### Scopo del compito:
Ricopia per intero, senza cambiare nulla, il testo su tradizione, scrittura e magistero della chiesa.

È chiaro dunque che la sacra tradizione, la sacra scrittura e il magistero della chiesa, per sapientissima disposizione di Dio, sono tra loro talmente connessi e congiunti che non possono indipendentemente sussistere, e che tutti insieme, ciascuno secondo il proprio modo, sotto l’azione di un solo Spirito santo, contribuiscono efficacemente alla salvezza delle anime (DV 10).

Nessuna di queste tre realtà – tradizione, scrittura e magistero – può stare in piedi senza le altre!

La fede non cambia: non sarebbe più la fede degli apostoli. Niente di sostanziale o di nuovo può essere aggiunto alla predicazione degli apostoli. La rivelazione divina èchiusa con loro. A noi non tocca ampliarla o prolungarla, ma capirla sempre più profondamente. Perché la rivelazione sia penetrata esattamente e sia espressa in termini adeguati, il romano pontefice e i vescovi prestano la loro vigile opera usando i mezzi convenienti; però non ricevono una nuova rivelazione pubblica (LG 25).

### Dati forniti:
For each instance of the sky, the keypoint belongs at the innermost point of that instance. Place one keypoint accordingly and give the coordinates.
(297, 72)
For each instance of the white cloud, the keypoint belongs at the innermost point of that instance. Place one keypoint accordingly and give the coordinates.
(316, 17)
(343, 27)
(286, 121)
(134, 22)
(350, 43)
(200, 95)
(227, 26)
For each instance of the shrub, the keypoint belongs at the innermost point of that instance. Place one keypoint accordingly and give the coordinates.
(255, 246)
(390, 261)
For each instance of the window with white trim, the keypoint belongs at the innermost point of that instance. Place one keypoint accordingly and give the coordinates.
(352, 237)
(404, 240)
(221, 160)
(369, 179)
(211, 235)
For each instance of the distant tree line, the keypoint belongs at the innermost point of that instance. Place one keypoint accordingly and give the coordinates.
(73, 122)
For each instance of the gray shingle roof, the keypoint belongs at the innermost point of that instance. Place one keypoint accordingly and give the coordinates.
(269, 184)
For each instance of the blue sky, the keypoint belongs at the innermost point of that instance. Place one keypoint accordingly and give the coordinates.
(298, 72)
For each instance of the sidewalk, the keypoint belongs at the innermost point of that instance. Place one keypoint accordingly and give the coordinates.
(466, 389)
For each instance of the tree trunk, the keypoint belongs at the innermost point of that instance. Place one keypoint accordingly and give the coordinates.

### Risultato del compito:
È chiaro dunque che la sacra tradizione, la sacra scrittura e il magistero della chiesa, per sapientissima disposizione di Dio, sono tra loro talmente connessi e congiunti che non possono indipendentemente sussistere, e che tutti insieme, ciascuno secondo il proprio modo, sotto l’azione di un solo Spirito santo, contribuiscono efficacemente alla salvezza delle anime (DV 10).

Nessuna di queste tre realtà – tradizione, scrittura e magistero – può stare in piedi senza le altre!

La fede non cambia: non sarebbe più la fede degli apostoli. Niente di sostanziale o di nuovo può essere aggiunto alla predicazione degli apostoli. La rivelazione divina èchiusa con loro. A noi non tocca ampliarla o prolungarla, ma capirla sempre più profondamente. Perché la rivelazione sia penetrata esattamente e sia espressa in termini adeguati, il romano pontefice e i vescovi prestano la loro vigile opera usando i mezzi convenienti; però non ricevono una nuova rivelazione pubblica (LG 25).